Assignment - Which lines have the string "wood"? Copy all of them from the entries below.

Input data -
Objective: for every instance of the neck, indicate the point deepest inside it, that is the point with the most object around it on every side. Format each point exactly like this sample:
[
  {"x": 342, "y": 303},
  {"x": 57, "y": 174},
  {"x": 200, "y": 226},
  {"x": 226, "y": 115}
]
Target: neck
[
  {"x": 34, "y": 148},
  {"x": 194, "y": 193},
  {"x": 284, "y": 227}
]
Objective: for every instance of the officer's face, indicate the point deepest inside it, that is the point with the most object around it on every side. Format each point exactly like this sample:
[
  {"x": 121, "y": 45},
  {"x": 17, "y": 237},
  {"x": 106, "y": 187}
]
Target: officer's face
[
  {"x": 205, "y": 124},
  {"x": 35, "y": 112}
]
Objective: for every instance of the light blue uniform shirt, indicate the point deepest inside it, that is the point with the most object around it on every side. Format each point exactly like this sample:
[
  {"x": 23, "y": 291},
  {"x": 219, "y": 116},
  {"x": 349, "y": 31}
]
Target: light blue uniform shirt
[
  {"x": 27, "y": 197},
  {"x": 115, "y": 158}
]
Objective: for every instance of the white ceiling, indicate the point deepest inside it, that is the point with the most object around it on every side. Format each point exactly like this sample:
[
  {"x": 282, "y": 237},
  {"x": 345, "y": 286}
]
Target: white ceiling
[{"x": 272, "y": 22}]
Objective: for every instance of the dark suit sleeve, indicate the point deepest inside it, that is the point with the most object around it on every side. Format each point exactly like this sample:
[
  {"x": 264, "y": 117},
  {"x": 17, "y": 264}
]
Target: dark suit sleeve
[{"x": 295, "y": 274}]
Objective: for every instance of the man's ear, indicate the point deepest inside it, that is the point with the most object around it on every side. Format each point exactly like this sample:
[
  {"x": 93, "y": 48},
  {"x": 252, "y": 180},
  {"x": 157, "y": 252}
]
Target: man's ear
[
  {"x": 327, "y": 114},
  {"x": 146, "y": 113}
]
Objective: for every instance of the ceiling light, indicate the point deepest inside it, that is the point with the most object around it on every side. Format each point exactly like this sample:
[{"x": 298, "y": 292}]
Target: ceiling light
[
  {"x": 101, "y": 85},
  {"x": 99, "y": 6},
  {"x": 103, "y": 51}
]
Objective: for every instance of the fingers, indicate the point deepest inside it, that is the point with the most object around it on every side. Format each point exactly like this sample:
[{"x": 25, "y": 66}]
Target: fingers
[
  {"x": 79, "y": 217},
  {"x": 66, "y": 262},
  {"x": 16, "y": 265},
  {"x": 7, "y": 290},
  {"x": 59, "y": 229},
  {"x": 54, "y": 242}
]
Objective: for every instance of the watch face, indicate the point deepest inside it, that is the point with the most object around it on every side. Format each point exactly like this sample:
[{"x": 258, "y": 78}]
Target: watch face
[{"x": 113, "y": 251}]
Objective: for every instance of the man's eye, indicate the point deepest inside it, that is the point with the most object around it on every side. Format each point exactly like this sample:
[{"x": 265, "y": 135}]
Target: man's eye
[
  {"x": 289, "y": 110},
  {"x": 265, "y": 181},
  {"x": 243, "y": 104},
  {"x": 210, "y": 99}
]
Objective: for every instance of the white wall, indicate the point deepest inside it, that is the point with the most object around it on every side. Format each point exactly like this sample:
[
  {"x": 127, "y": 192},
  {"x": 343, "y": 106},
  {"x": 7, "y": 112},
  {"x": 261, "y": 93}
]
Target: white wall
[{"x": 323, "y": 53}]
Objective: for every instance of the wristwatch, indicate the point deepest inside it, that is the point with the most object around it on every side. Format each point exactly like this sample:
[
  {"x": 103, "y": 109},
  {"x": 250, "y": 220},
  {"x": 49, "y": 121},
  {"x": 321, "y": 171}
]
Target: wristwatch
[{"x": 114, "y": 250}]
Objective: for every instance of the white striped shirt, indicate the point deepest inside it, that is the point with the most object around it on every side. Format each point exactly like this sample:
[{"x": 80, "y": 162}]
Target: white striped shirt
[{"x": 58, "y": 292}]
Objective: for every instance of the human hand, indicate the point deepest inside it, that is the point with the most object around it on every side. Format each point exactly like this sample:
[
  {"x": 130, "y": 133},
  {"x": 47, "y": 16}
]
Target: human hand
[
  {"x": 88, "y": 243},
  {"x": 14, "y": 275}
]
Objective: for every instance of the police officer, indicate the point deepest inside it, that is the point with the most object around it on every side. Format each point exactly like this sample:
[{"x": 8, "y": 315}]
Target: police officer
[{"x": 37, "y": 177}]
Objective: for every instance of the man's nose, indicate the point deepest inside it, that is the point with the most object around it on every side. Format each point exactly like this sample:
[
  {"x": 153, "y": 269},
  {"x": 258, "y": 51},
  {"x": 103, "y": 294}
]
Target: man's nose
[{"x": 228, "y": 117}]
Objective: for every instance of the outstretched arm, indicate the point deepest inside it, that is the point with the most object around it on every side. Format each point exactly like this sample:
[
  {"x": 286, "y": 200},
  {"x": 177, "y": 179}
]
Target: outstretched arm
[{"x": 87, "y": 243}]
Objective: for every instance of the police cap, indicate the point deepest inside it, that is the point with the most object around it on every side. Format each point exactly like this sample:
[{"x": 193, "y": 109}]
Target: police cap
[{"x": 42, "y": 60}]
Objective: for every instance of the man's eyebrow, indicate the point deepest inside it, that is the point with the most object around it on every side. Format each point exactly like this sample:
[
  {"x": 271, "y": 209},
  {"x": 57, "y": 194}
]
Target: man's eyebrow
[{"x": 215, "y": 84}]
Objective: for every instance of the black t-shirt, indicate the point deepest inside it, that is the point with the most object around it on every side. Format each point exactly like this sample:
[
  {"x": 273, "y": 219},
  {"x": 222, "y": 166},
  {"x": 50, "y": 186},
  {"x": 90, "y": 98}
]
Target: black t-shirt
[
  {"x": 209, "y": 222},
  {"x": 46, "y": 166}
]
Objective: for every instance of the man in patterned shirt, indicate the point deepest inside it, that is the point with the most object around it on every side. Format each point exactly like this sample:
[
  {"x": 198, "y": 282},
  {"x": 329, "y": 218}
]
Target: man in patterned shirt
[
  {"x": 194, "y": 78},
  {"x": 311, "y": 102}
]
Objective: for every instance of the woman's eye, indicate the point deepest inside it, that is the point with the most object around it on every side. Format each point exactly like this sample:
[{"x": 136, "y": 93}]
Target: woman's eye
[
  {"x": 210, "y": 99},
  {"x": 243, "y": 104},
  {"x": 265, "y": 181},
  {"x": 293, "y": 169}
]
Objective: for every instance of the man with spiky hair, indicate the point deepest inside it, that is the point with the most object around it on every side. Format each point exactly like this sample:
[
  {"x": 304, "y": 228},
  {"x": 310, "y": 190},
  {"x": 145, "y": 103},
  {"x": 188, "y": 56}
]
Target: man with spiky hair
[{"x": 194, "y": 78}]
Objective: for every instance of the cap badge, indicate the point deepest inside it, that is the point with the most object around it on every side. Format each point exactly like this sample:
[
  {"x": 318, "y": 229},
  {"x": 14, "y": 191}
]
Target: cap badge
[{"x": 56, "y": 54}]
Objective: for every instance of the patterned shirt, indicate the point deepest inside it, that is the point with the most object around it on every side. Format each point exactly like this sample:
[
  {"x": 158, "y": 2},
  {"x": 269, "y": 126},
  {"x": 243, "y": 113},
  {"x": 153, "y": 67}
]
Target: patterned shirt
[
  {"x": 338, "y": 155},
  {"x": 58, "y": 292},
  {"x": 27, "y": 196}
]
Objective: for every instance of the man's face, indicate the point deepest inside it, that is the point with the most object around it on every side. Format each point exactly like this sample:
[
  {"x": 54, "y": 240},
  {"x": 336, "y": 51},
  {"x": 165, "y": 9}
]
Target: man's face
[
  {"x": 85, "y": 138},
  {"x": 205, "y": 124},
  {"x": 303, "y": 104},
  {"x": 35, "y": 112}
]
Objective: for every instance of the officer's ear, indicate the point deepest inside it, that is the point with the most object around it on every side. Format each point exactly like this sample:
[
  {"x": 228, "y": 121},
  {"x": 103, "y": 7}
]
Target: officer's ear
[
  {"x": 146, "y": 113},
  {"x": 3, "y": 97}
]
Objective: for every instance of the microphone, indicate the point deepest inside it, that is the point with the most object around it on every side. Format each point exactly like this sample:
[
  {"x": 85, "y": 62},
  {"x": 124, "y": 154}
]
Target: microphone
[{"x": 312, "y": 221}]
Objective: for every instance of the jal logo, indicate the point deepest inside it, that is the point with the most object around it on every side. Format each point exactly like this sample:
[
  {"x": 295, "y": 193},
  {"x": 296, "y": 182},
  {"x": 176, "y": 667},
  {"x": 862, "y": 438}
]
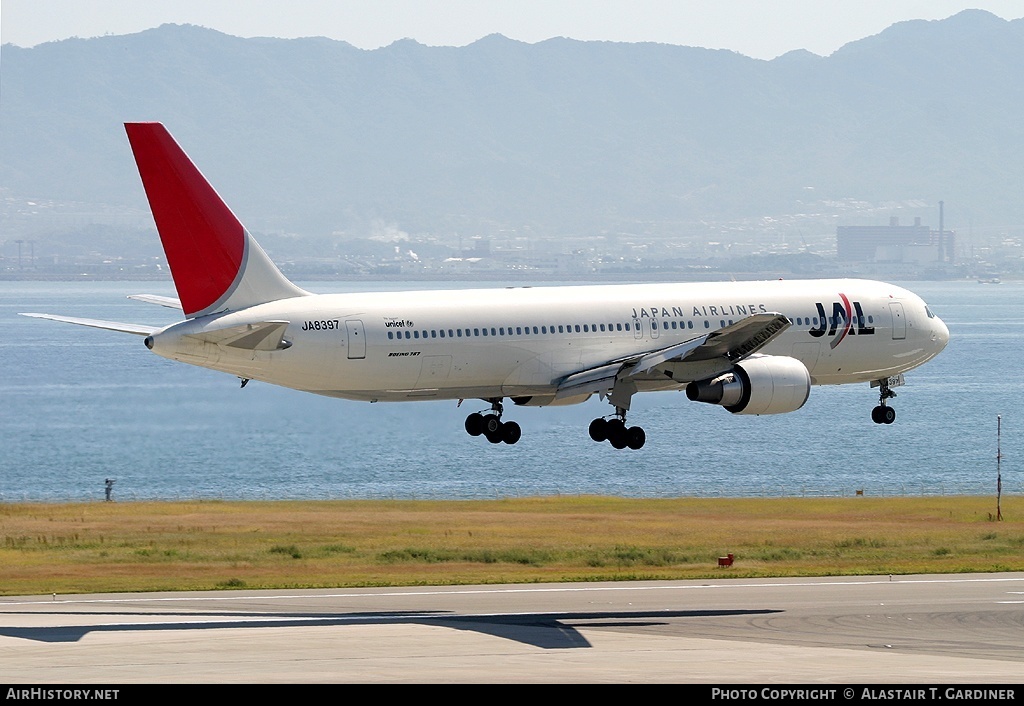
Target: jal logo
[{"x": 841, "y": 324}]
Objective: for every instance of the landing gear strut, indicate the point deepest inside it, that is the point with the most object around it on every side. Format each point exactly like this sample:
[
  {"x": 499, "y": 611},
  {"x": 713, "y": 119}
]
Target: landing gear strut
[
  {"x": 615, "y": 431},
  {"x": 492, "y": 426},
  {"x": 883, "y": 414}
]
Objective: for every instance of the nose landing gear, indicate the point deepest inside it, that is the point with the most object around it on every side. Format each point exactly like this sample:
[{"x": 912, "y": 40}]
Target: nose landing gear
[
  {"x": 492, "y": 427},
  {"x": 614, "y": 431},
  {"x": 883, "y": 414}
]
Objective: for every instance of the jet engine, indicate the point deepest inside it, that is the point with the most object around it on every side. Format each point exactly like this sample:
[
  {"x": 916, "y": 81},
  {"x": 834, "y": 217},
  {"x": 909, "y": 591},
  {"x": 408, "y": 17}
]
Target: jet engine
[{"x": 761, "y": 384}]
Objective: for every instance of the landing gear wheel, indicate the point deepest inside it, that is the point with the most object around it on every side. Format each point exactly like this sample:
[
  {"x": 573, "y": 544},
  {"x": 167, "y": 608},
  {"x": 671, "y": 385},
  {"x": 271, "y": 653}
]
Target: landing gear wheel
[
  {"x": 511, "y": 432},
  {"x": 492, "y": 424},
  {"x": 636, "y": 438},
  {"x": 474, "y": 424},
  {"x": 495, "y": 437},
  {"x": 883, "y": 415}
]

---

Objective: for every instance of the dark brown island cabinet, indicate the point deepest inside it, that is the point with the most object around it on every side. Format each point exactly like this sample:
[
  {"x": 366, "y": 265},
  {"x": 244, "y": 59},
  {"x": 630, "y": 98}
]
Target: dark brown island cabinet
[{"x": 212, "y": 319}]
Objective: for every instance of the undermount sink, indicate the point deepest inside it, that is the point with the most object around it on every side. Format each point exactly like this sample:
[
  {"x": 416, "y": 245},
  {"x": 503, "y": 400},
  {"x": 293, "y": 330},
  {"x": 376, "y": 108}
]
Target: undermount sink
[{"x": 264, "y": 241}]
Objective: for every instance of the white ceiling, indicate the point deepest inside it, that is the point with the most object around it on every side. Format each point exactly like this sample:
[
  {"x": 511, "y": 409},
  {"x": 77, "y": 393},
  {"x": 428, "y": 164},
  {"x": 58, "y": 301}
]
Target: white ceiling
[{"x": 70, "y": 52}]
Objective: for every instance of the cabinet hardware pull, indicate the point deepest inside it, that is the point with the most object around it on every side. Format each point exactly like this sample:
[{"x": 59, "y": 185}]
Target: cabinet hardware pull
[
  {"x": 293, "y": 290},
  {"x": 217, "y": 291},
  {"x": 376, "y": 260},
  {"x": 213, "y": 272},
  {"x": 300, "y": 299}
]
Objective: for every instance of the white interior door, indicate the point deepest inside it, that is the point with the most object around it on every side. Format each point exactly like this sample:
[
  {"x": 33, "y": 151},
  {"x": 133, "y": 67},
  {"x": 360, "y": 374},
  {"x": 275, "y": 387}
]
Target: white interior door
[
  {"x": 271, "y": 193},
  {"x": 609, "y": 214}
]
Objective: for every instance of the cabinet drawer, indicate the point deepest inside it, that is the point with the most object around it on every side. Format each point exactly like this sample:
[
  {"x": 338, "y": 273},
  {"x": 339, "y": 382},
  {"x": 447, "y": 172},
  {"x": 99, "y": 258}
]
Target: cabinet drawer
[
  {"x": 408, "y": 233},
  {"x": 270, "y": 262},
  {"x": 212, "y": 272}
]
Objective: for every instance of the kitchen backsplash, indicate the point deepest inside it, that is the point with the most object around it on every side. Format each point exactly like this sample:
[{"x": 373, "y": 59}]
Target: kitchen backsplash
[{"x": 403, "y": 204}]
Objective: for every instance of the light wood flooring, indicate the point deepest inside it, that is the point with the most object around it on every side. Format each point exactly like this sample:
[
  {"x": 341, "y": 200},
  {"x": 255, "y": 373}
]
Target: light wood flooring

Result for this task -
Objective: for every instance of the light wood flooring, indicate the point deepest inside it, that is the point with the most object around it on every side. Format each point exactly like this sample:
Target: light wood flooring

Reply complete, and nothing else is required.